Selected excerpt:
_ _ _ _ _ _ _
If you are involved in conservation in the Adelaide Hills, you might have heard about something called the 'Central Hills Green Web' - but you could be forgiven for not knowing exactly what the Green Web is, or what it does.

Perhaps the simplest explanation is that the Green Web is an umbrella body for the various environmental volunteer groups operating in the old Stirling Council area - certainly that is what is has evolved into - but the story is actually a bit more complicated than that.

The Green Web started its life as a project management team. In 2004, several environmental groups got together to apply for a major grant - too big for any of them to handle on their own - and drew in the support of the Adelaide Hills Council and the forerunner of the Adelaide and Mount Lofty Ranges Natural Resources Management Board (AMLR NRM Board).

The idea was that - instead of various community groups applying for many small grants for environmental projects - we would apply together for one big grant which could be used across the whole district. That big grant would be used to link up properties with good bushland into a conservation network (a 'web') with the money being directed to wherever in the web it would do the most good.

On winning the grant, the first thing we did was develop a system for deciding how it should be spent. This involved dabbling in some quite complex science, but in the end the committee came up with a 'score sheet' system, which rated properties according to their biodiversity value and their links to other conservation sites. Who owned the land was not important - public or private - so long as the owner was prepared to do their bit.
_ _ _ _ _ _ _
Stated problem 1: According to the text on the Central Hills Green Web, in what year did several environmental groups join together to apply for a major grant?
_ _ _ _ _ _ _
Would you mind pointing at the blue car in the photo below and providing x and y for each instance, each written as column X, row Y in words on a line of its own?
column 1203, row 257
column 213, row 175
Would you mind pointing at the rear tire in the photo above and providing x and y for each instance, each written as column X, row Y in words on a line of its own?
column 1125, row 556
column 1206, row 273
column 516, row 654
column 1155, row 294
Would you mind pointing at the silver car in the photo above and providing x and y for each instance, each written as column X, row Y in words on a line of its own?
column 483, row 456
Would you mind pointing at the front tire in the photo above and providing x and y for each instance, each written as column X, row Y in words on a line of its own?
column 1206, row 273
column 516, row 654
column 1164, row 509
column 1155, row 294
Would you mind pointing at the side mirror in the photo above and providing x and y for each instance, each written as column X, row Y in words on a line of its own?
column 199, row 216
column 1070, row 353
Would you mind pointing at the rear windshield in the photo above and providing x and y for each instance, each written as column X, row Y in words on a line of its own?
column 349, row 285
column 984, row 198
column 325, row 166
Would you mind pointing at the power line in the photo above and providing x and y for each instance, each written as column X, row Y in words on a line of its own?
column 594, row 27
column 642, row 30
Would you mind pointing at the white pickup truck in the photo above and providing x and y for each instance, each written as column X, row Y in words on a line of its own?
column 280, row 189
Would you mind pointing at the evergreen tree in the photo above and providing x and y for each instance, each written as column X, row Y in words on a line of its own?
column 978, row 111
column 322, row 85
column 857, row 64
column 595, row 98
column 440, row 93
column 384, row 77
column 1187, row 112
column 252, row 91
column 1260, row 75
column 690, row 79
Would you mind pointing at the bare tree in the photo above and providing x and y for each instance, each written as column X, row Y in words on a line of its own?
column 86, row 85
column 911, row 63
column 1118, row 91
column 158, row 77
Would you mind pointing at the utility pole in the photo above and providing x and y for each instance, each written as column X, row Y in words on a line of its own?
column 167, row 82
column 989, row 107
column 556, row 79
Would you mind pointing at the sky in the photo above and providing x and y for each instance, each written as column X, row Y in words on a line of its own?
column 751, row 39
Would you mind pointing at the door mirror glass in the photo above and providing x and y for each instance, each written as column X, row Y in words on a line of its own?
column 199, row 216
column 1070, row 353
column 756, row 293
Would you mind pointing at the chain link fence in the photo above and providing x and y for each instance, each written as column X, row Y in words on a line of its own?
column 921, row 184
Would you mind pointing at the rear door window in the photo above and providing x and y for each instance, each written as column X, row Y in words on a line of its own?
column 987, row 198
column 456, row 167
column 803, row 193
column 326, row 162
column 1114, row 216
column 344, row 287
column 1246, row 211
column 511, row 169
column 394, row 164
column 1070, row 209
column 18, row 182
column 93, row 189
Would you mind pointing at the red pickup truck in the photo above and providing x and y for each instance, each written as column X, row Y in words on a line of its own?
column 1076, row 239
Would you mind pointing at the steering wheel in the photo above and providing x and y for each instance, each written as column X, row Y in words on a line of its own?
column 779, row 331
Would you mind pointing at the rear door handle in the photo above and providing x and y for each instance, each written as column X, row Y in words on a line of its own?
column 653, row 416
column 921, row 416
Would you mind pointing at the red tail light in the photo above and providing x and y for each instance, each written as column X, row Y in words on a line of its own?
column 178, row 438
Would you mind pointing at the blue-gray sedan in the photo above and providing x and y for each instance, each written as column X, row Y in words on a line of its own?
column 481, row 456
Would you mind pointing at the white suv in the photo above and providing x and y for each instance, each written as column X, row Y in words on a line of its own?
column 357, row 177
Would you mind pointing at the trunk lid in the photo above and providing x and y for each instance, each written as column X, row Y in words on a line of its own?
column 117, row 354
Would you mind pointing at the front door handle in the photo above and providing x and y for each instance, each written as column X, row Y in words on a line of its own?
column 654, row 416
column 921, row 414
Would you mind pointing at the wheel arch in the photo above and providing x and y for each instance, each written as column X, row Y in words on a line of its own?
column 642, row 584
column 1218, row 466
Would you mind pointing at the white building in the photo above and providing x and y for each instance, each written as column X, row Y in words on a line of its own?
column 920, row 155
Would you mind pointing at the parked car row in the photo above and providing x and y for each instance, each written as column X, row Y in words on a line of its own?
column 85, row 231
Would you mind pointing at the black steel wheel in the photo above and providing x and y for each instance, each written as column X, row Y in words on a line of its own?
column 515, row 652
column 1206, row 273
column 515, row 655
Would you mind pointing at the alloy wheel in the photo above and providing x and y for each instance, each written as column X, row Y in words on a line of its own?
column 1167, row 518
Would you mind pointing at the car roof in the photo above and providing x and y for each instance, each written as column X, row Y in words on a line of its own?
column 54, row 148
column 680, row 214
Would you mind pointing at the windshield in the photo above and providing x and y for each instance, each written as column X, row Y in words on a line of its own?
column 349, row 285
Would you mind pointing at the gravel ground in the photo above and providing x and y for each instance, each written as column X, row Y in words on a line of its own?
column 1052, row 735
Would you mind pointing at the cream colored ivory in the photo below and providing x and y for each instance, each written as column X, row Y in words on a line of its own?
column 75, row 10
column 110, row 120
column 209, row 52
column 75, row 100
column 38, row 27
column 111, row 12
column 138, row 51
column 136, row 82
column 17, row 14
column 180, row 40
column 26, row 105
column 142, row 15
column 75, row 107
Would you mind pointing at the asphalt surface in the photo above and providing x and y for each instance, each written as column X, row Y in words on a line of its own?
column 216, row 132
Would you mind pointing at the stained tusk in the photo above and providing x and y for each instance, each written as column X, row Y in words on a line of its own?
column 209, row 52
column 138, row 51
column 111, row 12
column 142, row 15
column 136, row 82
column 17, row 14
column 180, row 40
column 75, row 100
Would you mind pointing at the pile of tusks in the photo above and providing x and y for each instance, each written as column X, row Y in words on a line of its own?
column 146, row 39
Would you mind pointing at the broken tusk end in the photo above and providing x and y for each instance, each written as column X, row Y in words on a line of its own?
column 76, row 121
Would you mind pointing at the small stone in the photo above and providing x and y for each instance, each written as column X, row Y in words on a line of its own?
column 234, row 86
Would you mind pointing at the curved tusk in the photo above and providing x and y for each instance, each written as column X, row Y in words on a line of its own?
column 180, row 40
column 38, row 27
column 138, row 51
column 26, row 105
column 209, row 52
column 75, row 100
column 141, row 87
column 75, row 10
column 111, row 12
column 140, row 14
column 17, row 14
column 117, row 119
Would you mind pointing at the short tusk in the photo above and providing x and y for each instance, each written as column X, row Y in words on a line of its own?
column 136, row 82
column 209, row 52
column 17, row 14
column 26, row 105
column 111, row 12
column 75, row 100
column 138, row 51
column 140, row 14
_ _ _ _ _ _ _
Stated problem 2: In the records, substitute "iron" for "steel" in the lines from the one containing "Would you mind pointing at the black" through the one containing "column 515, row 655", inclusive, and return only those lines.

Expected answer 1: 2004

Expected answer 2:
Would you mind pointing at the black iron wheel in the photo above and providing x and y for each instance, each written as column X, row Y in words on a line of its own?
column 515, row 652
column 1206, row 273
column 515, row 655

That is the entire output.